--- START ---

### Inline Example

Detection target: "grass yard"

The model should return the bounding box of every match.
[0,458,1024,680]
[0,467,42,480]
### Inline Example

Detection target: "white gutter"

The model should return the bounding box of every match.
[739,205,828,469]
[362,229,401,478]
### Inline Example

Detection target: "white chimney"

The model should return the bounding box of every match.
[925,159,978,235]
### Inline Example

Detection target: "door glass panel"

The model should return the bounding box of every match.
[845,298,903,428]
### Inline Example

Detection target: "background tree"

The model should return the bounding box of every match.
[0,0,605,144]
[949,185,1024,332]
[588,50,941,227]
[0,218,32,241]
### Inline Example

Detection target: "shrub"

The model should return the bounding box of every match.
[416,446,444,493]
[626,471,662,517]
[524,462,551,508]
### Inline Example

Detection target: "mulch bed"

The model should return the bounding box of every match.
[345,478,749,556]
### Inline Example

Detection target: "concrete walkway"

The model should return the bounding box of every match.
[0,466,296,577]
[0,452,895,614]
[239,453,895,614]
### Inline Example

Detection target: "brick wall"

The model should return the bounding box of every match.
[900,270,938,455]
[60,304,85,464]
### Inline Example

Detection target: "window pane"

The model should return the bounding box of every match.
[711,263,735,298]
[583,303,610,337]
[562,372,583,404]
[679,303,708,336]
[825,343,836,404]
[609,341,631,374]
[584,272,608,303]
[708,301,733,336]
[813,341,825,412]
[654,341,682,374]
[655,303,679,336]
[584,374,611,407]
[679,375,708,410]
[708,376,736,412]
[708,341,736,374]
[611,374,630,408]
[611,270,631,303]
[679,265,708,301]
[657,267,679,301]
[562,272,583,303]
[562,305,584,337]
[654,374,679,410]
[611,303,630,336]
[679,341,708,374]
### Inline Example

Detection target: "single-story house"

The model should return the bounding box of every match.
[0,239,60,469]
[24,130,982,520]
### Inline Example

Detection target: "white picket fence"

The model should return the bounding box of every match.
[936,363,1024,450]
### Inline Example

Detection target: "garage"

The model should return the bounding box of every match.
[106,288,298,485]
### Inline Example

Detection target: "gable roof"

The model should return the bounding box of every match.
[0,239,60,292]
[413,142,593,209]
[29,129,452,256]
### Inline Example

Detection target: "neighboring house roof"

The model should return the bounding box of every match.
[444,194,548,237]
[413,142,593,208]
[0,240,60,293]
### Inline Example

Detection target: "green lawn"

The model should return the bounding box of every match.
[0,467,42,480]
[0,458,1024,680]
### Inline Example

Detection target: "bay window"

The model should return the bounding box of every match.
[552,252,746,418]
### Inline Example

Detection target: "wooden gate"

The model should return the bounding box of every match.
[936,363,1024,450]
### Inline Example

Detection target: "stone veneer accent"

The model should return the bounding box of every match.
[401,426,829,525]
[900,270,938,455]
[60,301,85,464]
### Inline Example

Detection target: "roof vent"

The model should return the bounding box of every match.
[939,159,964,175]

--- END ---

What you need to do
Copy every line from the rows above that contains the word "window".

Written solution
Detection target: "window pane"
Detection target: "bay window"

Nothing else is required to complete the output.